Exercise
Copy the records starting at the first line and ending at the line that contains "point(397, 85)", shifting every coordinate in the answers up by 41. Leave all other lines unchanged.
begin Records for the task
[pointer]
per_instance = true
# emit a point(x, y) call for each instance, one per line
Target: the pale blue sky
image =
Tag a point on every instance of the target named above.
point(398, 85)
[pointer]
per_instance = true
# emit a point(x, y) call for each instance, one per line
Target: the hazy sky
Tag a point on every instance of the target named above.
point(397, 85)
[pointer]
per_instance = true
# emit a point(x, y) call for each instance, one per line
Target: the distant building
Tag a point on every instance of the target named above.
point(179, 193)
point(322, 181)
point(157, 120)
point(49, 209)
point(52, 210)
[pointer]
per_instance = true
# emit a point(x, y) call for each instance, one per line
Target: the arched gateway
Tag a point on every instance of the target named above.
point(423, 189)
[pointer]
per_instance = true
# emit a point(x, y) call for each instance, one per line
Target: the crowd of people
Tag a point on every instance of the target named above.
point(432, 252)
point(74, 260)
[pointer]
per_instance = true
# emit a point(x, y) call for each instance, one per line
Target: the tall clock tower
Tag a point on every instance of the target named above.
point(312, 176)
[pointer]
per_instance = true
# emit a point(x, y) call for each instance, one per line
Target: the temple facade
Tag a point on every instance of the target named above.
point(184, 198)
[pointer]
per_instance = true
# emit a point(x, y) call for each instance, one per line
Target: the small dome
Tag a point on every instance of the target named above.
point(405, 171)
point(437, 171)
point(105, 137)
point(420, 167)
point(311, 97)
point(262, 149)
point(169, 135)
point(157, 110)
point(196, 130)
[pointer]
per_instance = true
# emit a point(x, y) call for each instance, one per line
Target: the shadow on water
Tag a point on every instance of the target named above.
end Records for the task
Written solution
[pointer]
per_instance = true
# emit a point(x, y) call for each instance, one per line
Target: the pale blue sky
image =
Tag a point on every instance of the target named above.
point(439, 126)
[pointer]
per_instance = true
# emit a point(x, y) call for each instance, one per line
Target: the hazy sky
Tag a point on every instance of the target named above.
point(438, 126)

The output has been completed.